#### [What you will do]
Within the records below, find the line containing "Zoom in on tree trunk.". Reproduce it and each line after it exactly, and nothing else.
[[ Data for analysis open ]]
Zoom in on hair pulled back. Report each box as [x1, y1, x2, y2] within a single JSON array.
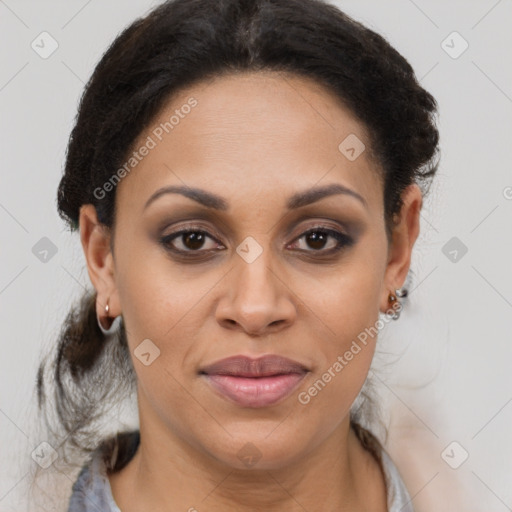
[[37, 0, 440, 482]]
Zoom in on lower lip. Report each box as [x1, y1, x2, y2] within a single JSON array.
[[203, 373, 307, 408]]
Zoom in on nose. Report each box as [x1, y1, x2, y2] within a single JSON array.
[[215, 245, 296, 336]]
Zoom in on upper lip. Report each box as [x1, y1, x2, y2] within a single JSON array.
[[199, 355, 309, 377]]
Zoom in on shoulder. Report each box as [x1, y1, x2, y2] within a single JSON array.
[[380, 447, 415, 512], [67, 431, 140, 512], [351, 421, 415, 511], [67, 449, 121, 512]]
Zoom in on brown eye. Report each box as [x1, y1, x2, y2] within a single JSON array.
[[180, 231, 207, 250], [160, 228, 222, 253], [289, 227, 353, 254], [304, 230, 330, 250], [159, 224, 354, 260]]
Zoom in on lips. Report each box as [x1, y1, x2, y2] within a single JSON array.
[[199, 355, 309, 408]]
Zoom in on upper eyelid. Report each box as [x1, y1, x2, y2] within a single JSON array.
[[152, 203, 363, 240]]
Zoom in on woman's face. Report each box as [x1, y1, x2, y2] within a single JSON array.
[[82, 70, 419, 470]]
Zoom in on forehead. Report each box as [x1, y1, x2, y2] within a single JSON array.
[[115, 70, 383, 215]]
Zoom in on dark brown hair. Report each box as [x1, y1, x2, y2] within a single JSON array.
[[36, 0, 439, 486]]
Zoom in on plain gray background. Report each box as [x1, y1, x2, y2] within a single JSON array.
[[1, 0, 511, 510]]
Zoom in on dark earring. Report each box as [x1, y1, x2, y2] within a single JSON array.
[[387, 288, 405, 320]]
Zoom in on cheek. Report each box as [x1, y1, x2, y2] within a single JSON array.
[[115, 249, 217, 376], [295, 261, 383, 410], [305, 261, 382, 350], [299, 223, 386, 337], [116, 263, 208, 429], [297, 307, 379, 438], [115, 236, 189, 334]]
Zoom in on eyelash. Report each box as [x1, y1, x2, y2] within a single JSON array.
[[159, 223, 354, 259]]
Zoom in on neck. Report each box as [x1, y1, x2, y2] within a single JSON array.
[[109, 405, 386, 511]]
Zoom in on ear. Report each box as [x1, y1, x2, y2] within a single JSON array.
[[79, 204, 121, 321], [380, 184, 423, 314]]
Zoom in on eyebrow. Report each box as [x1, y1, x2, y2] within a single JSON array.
[[143, 183, 367, 211]]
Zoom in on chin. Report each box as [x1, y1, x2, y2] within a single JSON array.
[[202, 427, 309, 471]]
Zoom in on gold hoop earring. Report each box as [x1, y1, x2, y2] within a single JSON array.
[[97, 297, 117, 335]]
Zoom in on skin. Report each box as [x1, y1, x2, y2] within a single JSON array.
[[79, 70, 422, 511]]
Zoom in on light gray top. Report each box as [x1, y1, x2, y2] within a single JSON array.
[[67, 433, 414, 512]]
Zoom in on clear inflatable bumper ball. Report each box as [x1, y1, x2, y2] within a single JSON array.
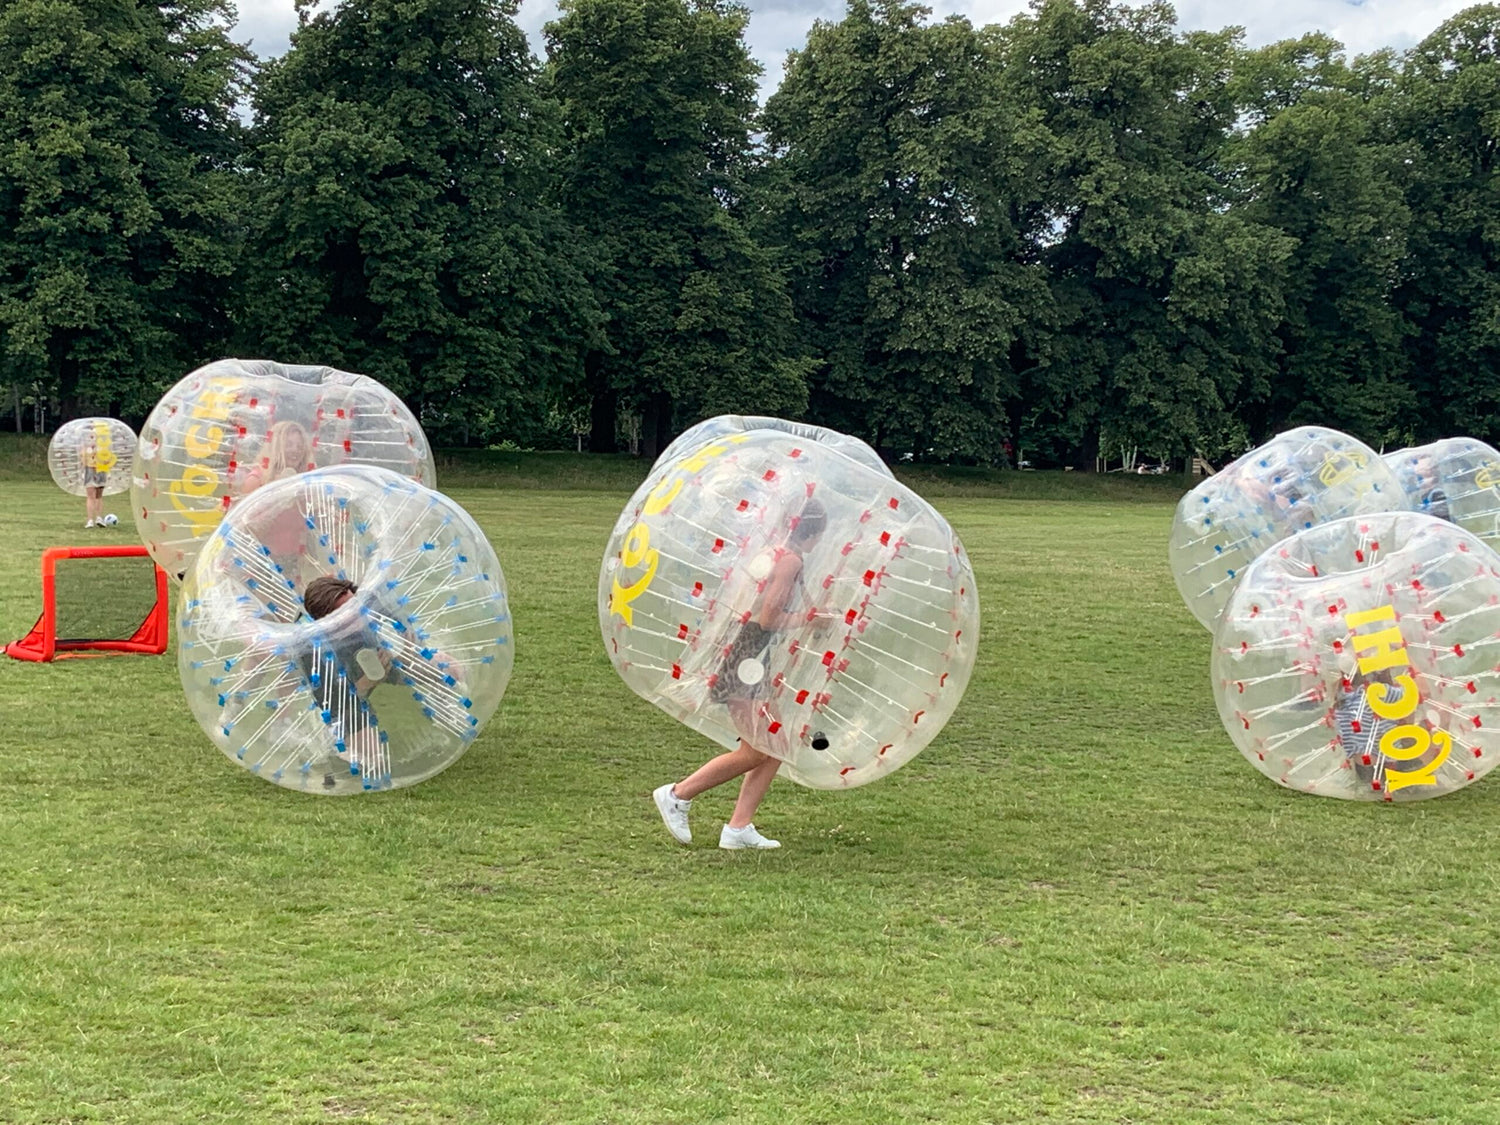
[[600, 416, 980, 789], [49, 417, 136, 496], [178, 466, 512, 794], [1212, 512, 1500, 801], [133, 359, 435, 580], [1384, 437, 1500, 546], [1171, 426, 1406, 631]]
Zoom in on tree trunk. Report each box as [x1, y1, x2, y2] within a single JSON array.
[[11, 383, 19, 433], [54, 333, 80, 423], [586, 352, 617, 454], [640, 391, 672, 463], [1072, 429, 1100, 472]]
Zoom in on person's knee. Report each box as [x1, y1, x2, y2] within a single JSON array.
[[737, 741, 774, 765]]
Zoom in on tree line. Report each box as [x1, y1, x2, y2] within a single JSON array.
[[3, 0, 1499, 468]]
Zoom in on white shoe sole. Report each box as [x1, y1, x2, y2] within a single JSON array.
[[719, 832, 781, 851]]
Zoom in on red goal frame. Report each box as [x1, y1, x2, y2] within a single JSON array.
[[4, 546, 169, 662]]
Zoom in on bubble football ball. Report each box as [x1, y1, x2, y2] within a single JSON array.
[[1212, 511, 1500, 801], [600, 417, 979, 789], [1170, 426, 1406, 631], [48, 417, 136, 496], [1384, 437, 1500, 547], [133, 359, 435, 580], [178, 465, 512, 794]]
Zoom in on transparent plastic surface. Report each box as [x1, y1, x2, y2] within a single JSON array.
[[1384, 438, 1500, 547], [654, 416, 891, 481], [600, 417, 978, 789], [1212, 512, 1500, 801], [133, 359, 434, 579], [178, 466, 511, 794], [1171, 427, 1406, 630], [49, 418, 136, 497]]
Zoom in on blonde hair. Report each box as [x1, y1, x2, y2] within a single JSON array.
[[265, 420, 311, 478]]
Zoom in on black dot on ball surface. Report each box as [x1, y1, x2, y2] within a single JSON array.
[[811, 732, 829, 751]]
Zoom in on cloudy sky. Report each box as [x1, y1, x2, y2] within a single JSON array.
[[232, 0, 1477, 98]]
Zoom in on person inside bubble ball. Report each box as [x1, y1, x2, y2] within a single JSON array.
[[ Data for analysis closed ]]
#### [Answer below]
Zoom in on tree trunk. Report each box as [x1, y1, x2, y2] within a single JSON array.
[[11, 383, 19, 433], [54, 333, 80, 423], [586, 352, 617, 454], [640, 391, 672, 463], [1072, 429, 1100, 472]]
Zoom in on person's knee. Report each box as [x1, y1, x2, y2] within a single JSON array.
[[737, 741, 774, 765]]
Zoom in on tree line. Report each box as [x1, y1, x2, y2] within a single JSON array.
[[3, 0, 1499, 468]]
Zoom in on white shoe sole. Report each box as [x1, y1, x2, y2] within a single JSON array.
[[719, 832, 781, 851]]
Zoom in on red goal frame. Report each box as [x1, y1, x2, y2] within a single JSON array.
[[4, 546, 169, 662]]
Zoom in on bubble football ball. Report each box as [x1, y1, x2, y2] within a single JSON array.
[[1212, 511, 1500, 801], [600, 417, 979, 789], [1170, 426, 1406, 631], [48, 417, 136, 496], [1384, 437, 1500, 547], [133, 359, 435, 580], [178, 465, 512, 794]]
Zoom in on transparent plastic surface. Report each box as [x1, y1, x2, y2] within a single JSON array.
[[1384, 438, 1500, 547], [654, 416, 891, 481], [600, 417, 978, 789], [1212, 512, 1500, 801], [133, 359, 434, 579], [178, 466, 511, 794], [1171, 427, 1406, 630], [49, 418, 136, 497]]
Zoom in on blonde hair. Report each box as [x1, y1, x2, y2] within a single JSON array.
[[265, 420, 311, 478]]
Zoom in on black dot on ball surface. Report each box as [x1, y1, x2, y2] within a single JSON array.
[[811, 732, 829, 751]]
Zoom in on cloudy sky. Report each box as [x1, y1, x2, y2] within a single JSON array.
[[232, 0, 1477, 98]]
Zoom in on person inside bubble ball. Report each box as [x1, y1, x2, y2] within a single JSON array.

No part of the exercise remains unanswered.